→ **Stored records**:
------------------------

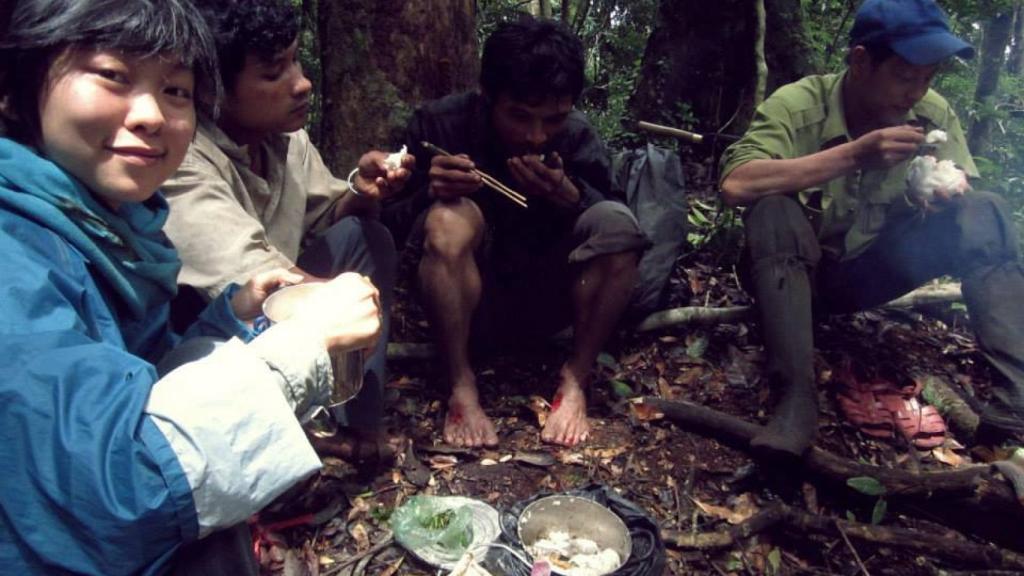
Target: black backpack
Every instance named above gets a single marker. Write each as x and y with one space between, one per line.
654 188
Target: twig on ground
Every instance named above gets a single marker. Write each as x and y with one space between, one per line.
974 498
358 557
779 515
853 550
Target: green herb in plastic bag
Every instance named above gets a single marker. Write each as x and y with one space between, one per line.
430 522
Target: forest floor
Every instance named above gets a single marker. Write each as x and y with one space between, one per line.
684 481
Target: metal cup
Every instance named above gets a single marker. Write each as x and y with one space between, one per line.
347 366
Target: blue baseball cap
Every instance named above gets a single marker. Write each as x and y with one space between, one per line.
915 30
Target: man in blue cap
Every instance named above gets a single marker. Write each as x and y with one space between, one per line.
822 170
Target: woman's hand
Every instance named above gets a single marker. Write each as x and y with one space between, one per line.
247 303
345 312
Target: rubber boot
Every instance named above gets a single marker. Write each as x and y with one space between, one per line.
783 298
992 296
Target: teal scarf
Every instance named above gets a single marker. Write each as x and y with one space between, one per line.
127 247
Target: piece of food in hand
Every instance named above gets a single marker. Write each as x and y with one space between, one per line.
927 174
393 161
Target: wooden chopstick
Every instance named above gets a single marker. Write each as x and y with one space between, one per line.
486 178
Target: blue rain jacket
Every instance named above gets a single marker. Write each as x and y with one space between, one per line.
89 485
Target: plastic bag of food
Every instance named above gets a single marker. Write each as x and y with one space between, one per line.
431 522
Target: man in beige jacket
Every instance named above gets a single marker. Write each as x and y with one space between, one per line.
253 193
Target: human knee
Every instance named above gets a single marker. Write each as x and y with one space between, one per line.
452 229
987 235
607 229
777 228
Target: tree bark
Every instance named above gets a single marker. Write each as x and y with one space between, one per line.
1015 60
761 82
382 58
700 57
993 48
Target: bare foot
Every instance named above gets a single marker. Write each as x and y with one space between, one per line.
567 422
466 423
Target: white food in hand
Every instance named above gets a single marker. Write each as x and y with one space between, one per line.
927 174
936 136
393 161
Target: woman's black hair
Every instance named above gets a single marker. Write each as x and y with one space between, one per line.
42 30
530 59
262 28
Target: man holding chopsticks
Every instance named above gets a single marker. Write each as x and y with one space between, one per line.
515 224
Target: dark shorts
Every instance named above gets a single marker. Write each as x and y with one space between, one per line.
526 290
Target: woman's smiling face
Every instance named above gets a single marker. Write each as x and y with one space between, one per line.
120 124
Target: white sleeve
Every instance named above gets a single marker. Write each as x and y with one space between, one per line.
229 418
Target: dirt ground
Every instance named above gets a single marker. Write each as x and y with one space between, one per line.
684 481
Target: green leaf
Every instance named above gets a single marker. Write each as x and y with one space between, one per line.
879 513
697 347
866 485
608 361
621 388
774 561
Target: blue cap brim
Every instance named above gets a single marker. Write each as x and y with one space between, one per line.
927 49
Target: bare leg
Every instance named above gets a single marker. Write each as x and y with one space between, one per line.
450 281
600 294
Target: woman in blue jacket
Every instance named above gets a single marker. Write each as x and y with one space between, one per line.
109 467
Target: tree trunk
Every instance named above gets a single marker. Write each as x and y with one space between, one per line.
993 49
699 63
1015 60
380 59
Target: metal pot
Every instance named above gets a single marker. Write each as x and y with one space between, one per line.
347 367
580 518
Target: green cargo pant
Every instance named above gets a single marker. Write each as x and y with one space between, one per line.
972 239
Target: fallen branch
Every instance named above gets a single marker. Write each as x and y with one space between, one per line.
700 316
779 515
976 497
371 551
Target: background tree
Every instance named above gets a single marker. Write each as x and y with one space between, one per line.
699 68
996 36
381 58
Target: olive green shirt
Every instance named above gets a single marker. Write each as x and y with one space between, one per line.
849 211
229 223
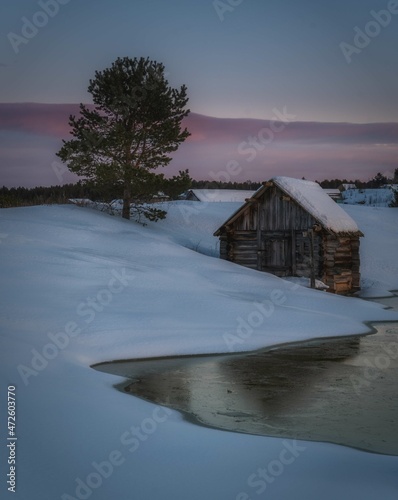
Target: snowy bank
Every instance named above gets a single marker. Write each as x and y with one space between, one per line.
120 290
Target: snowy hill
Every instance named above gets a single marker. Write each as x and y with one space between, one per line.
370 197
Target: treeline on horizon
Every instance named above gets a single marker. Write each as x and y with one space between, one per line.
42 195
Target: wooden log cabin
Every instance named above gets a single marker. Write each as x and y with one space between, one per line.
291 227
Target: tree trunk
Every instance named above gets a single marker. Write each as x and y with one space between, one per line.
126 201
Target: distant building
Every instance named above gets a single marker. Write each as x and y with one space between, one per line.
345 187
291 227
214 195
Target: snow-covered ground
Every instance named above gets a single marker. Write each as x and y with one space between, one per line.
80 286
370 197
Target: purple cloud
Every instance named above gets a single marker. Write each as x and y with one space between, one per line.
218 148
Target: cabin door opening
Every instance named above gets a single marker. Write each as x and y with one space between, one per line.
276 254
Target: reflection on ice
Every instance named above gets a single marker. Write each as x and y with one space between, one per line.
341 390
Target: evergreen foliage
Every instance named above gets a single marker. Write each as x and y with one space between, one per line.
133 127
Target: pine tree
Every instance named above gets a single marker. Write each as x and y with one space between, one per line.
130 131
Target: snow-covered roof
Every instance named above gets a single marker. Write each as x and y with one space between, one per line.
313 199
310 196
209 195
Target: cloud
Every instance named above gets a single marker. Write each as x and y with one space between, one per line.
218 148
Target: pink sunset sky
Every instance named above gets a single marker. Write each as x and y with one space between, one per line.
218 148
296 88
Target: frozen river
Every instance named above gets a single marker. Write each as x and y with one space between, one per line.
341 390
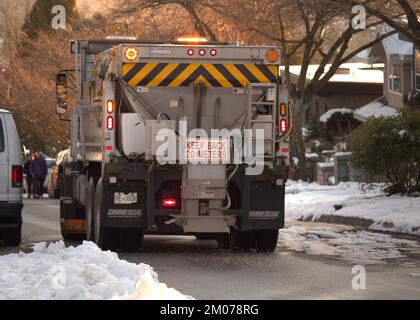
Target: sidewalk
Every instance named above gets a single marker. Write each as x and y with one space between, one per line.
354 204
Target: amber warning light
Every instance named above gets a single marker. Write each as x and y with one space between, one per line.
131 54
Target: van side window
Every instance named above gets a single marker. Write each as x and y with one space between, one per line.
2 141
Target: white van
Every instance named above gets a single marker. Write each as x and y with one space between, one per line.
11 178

------------------------

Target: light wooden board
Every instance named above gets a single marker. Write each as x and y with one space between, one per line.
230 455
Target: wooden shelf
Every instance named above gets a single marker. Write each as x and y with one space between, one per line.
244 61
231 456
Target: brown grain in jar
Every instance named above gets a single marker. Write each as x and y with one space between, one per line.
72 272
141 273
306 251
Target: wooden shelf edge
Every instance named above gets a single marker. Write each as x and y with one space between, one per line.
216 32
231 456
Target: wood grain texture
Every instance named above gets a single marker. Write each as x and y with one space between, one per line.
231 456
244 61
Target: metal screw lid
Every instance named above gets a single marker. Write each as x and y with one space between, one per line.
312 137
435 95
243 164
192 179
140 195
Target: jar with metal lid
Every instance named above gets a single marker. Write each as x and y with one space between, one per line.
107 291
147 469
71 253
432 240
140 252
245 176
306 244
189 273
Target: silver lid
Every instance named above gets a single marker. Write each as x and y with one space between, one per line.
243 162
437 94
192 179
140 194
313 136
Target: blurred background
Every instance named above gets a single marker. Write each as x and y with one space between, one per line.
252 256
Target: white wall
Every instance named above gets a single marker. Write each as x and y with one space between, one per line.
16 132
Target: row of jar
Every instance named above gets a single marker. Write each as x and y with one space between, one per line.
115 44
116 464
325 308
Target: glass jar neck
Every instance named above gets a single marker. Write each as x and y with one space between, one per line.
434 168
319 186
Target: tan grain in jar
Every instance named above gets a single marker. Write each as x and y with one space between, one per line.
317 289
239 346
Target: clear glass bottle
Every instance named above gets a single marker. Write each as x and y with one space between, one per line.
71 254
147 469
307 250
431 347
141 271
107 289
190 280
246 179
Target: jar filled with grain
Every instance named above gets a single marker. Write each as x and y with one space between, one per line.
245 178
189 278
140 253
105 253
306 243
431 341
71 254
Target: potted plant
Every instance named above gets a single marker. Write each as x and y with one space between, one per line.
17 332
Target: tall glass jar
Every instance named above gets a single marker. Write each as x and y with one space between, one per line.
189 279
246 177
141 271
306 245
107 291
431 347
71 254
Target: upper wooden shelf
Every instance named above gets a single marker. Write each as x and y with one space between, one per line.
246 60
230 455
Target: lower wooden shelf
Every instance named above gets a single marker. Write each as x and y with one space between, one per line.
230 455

------------------------

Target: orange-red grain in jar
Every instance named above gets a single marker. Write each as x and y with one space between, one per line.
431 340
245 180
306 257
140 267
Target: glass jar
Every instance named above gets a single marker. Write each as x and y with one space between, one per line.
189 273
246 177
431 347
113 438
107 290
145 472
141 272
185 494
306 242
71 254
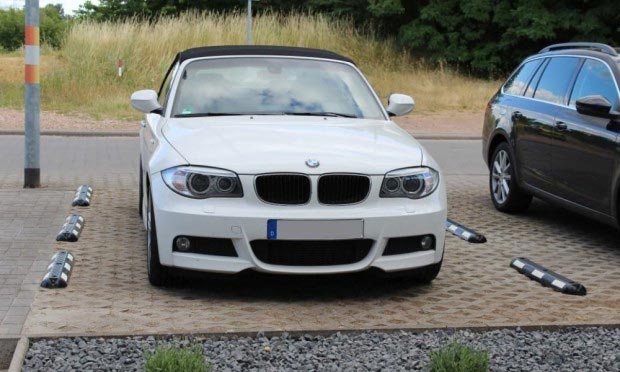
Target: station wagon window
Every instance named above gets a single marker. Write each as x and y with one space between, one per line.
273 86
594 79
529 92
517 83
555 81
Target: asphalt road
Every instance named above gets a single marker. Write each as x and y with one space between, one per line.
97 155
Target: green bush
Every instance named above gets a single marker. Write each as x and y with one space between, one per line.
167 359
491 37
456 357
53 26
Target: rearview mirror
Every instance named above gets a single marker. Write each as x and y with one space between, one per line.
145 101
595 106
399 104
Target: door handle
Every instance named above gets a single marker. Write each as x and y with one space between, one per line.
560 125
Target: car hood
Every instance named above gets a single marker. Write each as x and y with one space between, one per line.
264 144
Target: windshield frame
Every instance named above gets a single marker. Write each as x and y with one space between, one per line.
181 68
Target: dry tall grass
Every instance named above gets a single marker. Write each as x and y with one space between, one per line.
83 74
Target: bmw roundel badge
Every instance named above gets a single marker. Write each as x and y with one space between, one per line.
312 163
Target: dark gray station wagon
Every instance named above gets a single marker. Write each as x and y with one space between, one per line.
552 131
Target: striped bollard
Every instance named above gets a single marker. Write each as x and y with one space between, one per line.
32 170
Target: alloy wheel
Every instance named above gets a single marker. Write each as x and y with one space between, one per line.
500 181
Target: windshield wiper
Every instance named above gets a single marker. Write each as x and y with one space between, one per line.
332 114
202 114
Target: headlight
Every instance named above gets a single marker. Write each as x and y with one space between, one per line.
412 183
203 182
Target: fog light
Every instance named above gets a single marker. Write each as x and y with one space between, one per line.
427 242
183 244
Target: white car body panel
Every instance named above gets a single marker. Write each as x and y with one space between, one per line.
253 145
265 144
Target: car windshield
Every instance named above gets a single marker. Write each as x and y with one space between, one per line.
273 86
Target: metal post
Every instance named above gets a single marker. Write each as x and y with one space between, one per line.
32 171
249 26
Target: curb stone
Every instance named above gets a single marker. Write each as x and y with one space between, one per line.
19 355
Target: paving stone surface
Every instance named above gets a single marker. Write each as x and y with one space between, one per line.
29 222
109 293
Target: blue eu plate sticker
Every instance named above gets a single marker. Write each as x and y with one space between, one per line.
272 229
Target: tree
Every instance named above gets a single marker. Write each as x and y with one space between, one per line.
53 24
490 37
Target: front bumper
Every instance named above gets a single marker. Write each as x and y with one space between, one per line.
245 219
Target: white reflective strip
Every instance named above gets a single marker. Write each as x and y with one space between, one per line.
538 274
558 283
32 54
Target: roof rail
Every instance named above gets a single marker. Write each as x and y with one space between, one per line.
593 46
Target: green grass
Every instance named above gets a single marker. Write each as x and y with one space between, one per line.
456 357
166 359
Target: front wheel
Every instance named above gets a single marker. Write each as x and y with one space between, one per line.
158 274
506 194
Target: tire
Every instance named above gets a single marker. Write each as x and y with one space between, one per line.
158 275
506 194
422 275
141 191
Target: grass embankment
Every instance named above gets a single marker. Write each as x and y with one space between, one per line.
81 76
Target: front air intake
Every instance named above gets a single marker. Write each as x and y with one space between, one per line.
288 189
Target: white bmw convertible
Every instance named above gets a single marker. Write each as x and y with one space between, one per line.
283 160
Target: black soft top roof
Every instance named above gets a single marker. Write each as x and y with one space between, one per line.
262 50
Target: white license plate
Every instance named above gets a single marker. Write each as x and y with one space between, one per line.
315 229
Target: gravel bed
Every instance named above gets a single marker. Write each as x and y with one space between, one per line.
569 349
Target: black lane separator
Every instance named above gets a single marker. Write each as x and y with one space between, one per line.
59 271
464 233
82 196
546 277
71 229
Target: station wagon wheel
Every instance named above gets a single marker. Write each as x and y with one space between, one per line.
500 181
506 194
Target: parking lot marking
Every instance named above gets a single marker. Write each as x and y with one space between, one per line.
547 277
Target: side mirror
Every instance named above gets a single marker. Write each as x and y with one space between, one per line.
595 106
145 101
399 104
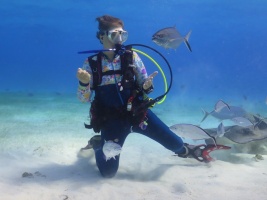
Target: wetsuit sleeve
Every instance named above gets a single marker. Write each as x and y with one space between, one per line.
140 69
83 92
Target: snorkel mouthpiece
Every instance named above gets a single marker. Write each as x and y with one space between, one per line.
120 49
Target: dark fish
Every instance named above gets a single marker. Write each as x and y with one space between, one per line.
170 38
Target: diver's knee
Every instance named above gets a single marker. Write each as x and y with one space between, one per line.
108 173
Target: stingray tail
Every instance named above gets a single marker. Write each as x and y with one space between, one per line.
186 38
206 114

------------------------

→ **Work required**: Pull out every row above that contains the word "tall" and list those rows.

→ **Reply**:
Target: tall glass jar
Target: dry tall grass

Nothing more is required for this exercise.